■ RECORDS SHOWN:
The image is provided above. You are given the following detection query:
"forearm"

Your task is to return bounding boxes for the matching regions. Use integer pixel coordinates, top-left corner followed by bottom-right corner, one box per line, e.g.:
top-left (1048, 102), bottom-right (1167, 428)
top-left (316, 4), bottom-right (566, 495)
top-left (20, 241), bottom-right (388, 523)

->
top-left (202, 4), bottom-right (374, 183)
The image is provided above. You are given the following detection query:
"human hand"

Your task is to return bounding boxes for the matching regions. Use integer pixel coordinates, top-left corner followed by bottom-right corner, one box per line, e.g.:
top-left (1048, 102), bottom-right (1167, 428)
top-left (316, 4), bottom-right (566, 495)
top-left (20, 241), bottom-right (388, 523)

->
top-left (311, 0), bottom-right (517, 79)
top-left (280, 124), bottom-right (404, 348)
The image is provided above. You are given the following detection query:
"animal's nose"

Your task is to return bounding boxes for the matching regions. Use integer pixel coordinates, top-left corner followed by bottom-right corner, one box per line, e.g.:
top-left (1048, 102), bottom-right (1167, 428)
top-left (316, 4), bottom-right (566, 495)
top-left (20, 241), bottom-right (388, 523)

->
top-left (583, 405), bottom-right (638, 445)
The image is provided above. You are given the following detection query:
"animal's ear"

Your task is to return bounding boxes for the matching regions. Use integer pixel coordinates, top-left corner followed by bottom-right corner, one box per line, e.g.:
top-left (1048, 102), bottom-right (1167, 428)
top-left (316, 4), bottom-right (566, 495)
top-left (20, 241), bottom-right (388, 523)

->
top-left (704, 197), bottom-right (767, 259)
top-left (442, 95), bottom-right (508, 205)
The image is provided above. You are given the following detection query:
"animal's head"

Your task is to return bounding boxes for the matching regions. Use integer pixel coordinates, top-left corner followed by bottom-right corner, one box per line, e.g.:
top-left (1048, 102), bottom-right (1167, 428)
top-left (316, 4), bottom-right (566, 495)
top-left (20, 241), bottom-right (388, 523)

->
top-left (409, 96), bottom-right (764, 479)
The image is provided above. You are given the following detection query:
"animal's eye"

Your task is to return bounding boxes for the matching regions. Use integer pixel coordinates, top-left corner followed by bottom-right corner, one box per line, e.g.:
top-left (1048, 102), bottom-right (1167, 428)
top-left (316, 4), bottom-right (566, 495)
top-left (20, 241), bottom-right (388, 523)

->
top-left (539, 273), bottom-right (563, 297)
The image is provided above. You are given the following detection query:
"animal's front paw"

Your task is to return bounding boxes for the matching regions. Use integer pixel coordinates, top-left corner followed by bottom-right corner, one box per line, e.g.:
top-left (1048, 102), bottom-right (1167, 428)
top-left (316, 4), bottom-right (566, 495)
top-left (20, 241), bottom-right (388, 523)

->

■ THE TASK: Could you write out all of the items above word for word, changing nothing?

■ EXPECTED ANSWER:
The image is provided above. You are given the following detection query:
"forearm"

Your task is to return bounding boxes for the matching regions. Use integer pixel coordinates, top-left corner followed by bottom-right corner, one box per line, e.g.:
top-left (1048, 102), bottom-right (1167, 428)
top-left (316, 4), bottom-right (566, 495)
top-left (20, 241), bottom-right (388, 523)

->
top-left (202, 4), bottom-right (374, 183)
The image is provided above. You are given the following detection query:
"human hand"

Your task is to return bounding boxes for the matching regions. Use integer pixel coordinates, top-left corner followed by bottom-right corner, one box per line, e.g.:
top-left (1048, 102), bottom-right (1167, 428)
top-left (316, 4), bottom-right (566, 495)
top-left (20, 241), bottom-right (388, 523)

->
top-left (311, 0), bottom-right (517, 79)
top-left (280, 124), bottom-right (404, 348)
The image is provided above. You are given the following detection query:
"animal's nose"

Your task is to return bounding boxes for the matching regions. Use integer pixel coordinates, top-left corner followed by bottom-right corner, one box per line, e.g.:
top-left (1048, 102), bottom-right (1167, 428)
top-left (316, 4), bottom-right (566, 495)
top-left (20, 241), bottom-right (388, 523)

->
top-left (583, 405), bottom-right (638, 445)
The image is provided above. You are given the following detection query:
"animal's ear"

Your task is to return bounding boxes for the matching regions. Use integer pixel coordinates, top-left corner followed by bottom-right corner, one box per line, e.g.:
top-left (1048, 102), bottom-right (1167, 428)
top-left (316, 4), bottom-right (566, 495)
top-left (20, 241), bottom-right (388, 523)

->
top-left (704, 197), bottom-right (767, 259)
top-left (442, 95), bottom-right (508, 205)
The image is provided above. You are given the following detection query:
"animal's head"

Your task is to return bounding boxes for the matching regions. Use integer pixel coordinates, top-left corner followed by bottom-right corner, one box per line, e.g.:
top-left (1048, 102), bottom-right (1167, 428)
top-left (316, 4), bottom-right (566, 495)
top-left (20, 241), bottom-right (388, 523)

->
top-left (409, 96), bottom-right (764, 479)
The image is provided above. You are given the following detection query:
"animal's eye"

Your task is to return bounding boxes for the matching regions. Use integer pixel coordinates, top-left corner followed by bottom-right corner, one box per line, e.g.:
top-left (1048, 102), bottom-right (1167, 428)
top-left (316, 4), bottom-right (566, 495)
top-left (20, 241), bottom-right (388, 523)

->
top-left (539, 273), bottom-right (563, 297)
The image is provided above. You are given the following detection query:
"animal's front paw"

Your task is to return bounding boxes for the matching regions. Use integer pixel coordinates, top-left corner followed by bottom-right corner, one box per line, e.g.:
top-left (1048, 102), bottom-right (1167, 428)
top-left (316, 4), bottom-right (566, 495)
top-left (20, 241), bottom-right (388, 523)

->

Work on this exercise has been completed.